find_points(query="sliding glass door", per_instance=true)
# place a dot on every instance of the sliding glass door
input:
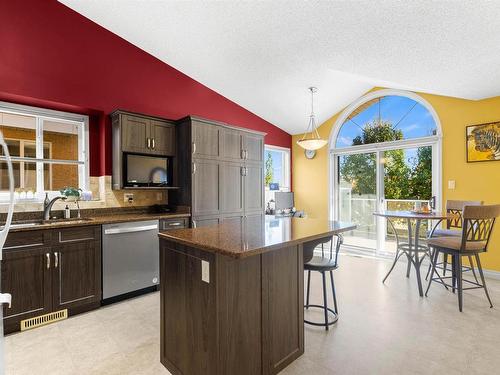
(386, 178)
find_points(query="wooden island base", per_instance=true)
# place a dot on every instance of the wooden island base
(232, 295)
(248, 319)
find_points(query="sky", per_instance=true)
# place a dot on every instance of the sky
(410, 116)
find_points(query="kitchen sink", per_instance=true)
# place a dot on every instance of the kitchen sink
(47, 223)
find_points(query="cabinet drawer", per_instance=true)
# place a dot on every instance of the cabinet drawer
(77, 234)
(26, 239)
(166, 224)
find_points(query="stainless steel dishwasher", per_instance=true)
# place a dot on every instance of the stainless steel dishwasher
(130, 253)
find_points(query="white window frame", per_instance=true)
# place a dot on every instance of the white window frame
(286, 165)
(435, 141)
(41, 115)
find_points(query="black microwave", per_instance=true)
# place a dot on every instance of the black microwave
(146, 171)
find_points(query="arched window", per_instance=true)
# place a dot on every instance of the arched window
(385, 155)
(386, 118)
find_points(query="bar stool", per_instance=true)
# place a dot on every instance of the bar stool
(327, 262)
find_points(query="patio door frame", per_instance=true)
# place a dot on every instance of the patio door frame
(379, 148)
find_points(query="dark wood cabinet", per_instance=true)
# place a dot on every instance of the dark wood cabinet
(50, 270)
(205, 187)
(220, 170)
(245, 318)
(26, 275)
(134, 134)
(162, 135)
(141, 134)
(77, 268)
(205, 140)
(233, 177)
(253, 145)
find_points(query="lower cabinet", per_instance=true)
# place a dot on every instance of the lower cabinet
(76, 276)
(50, 270)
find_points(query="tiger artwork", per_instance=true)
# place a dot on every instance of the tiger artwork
(483, 142)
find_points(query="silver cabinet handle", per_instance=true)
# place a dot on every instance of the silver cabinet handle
(130, 229)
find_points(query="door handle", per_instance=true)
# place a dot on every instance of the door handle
(6, 298)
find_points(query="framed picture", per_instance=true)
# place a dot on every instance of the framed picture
(483, 142)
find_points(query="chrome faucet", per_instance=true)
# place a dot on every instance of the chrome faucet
(47, 206)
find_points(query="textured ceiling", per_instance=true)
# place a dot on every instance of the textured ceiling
(264, 55)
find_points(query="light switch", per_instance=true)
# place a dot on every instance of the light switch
(205, 271)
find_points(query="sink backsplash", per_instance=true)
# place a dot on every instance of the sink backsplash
(104, 197)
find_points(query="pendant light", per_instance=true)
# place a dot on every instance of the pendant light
(312, 141)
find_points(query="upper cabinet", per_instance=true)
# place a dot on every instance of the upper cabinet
(144, 134)
(205, 140)
(140, 134)
(253, 147)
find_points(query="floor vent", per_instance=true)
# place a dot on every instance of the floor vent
(42, 320)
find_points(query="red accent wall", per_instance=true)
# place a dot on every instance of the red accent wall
(55, 58)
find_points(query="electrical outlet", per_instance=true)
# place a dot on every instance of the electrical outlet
(128, 198)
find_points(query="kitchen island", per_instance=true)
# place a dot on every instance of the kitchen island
(232, 294)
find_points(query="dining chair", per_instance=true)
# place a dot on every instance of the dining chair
(326, 263)
(453, 227)
(477, 225)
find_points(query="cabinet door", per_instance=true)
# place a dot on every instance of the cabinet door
(162, 136)
(232, 187)
(26, 275)
(254, 188)
(205, 138)
(232, 144)
(205, 187)
(254, 146)
(77, 268)
(135, 134)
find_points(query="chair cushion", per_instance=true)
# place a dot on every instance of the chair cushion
(454, 243)
(445, 232)
(318, 263)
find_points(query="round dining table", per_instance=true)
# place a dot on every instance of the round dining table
(414, 250)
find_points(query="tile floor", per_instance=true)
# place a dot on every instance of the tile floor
(383, 329)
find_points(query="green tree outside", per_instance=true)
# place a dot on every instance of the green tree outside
(402, 180)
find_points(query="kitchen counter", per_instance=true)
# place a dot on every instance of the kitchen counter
(96, 219)
(256, 236)
(232, 295)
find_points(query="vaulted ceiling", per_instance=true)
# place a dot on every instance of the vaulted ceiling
(264, 55)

+ + +

Your instructions — Since the pictures are not wanted, set down only the rest of each record, exactly as above.

Output for this task —
find_points(query="sliding glass door", per_instance=true)
# place a dot on every instance of the sliding glass door
input:
(386, 178)
find_points(query="wooden island base", per_instance=true)
# place a dot on every instance of the wooden island base
(232, 295)
(248, 319)
find_points(query="sky", per_instance=true)
# place a dot on every instance of the sky
(410, 116)
find_points(query="kitchen sink", per_instance=true)
# place a dot on every instance of the kitchen sink
(47, 223)
find_points(query="cabinet drawer", per_instance=true)
# place a dot on every instance of the cabinet drawer
(77, 234)
(26, 239)
(166, 224)
find_points(query="stainless steel dishwasher", per_instance=true)
# place a dot on every instance of the stainless steel dishwasher
(130, 253)
find_points(query="white window frame", per_instance=true)
# place a dot on every instance of the white window frame
(286, 165)
(435, 141)
(41, 115)
find_points(query="black microwave", per_instance=true)
# place a dot on every instance of the black microwave
(146, 171)
find_points(query="arched window", per_instance=true)
# place a dot on every instance of the arched window
(385, 155)
(386, 118)
find_points(query="bar stool", per_instance=true)
# place a dot on every instance of the bar stool
(327, 262)
find_points(query="patio door frame", per_instance=true)
# place a dot on every instance of the patio door frame
(379, 148)
find_points(query="dark wood cabinet", per_instance=true)
# place a dot on every instance of the dark wood cabinet
(50, 270)
(205, 187)
(220, 170)
(245, 318)
(26, 275)
(134, 134)
(162, 135)
(141, 134)
(77, 268)
(205, 140)
(233, 177)
(253, 145)
find_points(query="lower cabinet", per_instance=true)
# place a dot on every instance of the lower cabinet
(76, 276)
(50, 270)
find_points(query="tiger artwork", per_instance=true)
# place a dot on every instance of the tiger artwork
(483, 142)
find_points(query="silver cabinet handle", per_instance=true)
# place a dot on every instance of the silver cabinet handle
(130, 229)
find_points(query="door handle", per_instance=true)
# place a dot on every instance of the door handle
(6, 298)
find_points(query="framed picture", per_instance=true)
# place a dot on every instance of the framed picture
(483, 142)
find_points(query="chrome faucet", per_instance=true)
# place a dot on every instance of the chrome faucet
(47, 206)
find_points(query="textured ceiling", per_instance=true)
# place a dot on every instance of the textured ceiling
(264, 55)
find_points(query="light switch", per_instance=true)
# place a dot on every instance of the light switch
(205, 271)
find_points(query="sink backsplash", per_instance=true)
# place a dot on every instance of the sink backsplash
(104, 197)
find_points(query="pendant light", per_instance=true)
# place a dot on every instance of the pendant light
(312, 141)
find_points(query="upper cabinet", per_instance=true)
# place a dot on every instance of the upper cabinet
(144, 134)
(205, 140)
(140, 134)
(253, 147)
find_points(query="floor vent", per_instance=true)
# place a dot on every instance of the floor vent
(42, 320)
find_points(query="red accent wall", per_instance=true)
# place a dot on every instance of the red accent wall
(55, 58)
find_points(query="electrical outlet", per_instance=true)
# place a dot on every instance of the electrical outlet
(128, 198)
find_points(query="kitchen island", per_instance=true)
# place a dot on every instance of the kitchen island
(232, 294)
find_points(query="dining chair", per_instance=true)
# place a dot on every instance of the dining chair
(326, 263)
(453, 227)
(477, 225)
find_points(query="cabinet door", per_instance=true)
# place a dot on every instance of the cabinet door
(162, 136)
(232, 187)
(26, 275)
(254, 188)
(205, 138)
(232, 144)
(205, 187)
(254, 146)
(77, 268)
(135, 134)
find_points(query="chair cushion", per_instance=true)
# place a dot on every instance of the chair cushion
(454, 243)
(445, 232)
(318, 263)
find_points(query="round dining table", per_instance=true)
# place a dot on every instance of the round dining table
(414, 250)
find_points(query="tile floor", per_instance=true)
# place a dot on every instance of the tile floor
(383, 329)
find_points(query="green tree outside", per_instance=true)
# place a dot on every instance of the green tree outside
(402, 180)
find_points(query="kitchen counter", per_instance=true)
# place a dot on every instance of the kitchen counter
(96, 219)
(256, 236)
(232, 295)
find_points(query="vaulted ceiling", per_instance=true)
# place a dot on every instance of the vaulted ceiling
(264, 55)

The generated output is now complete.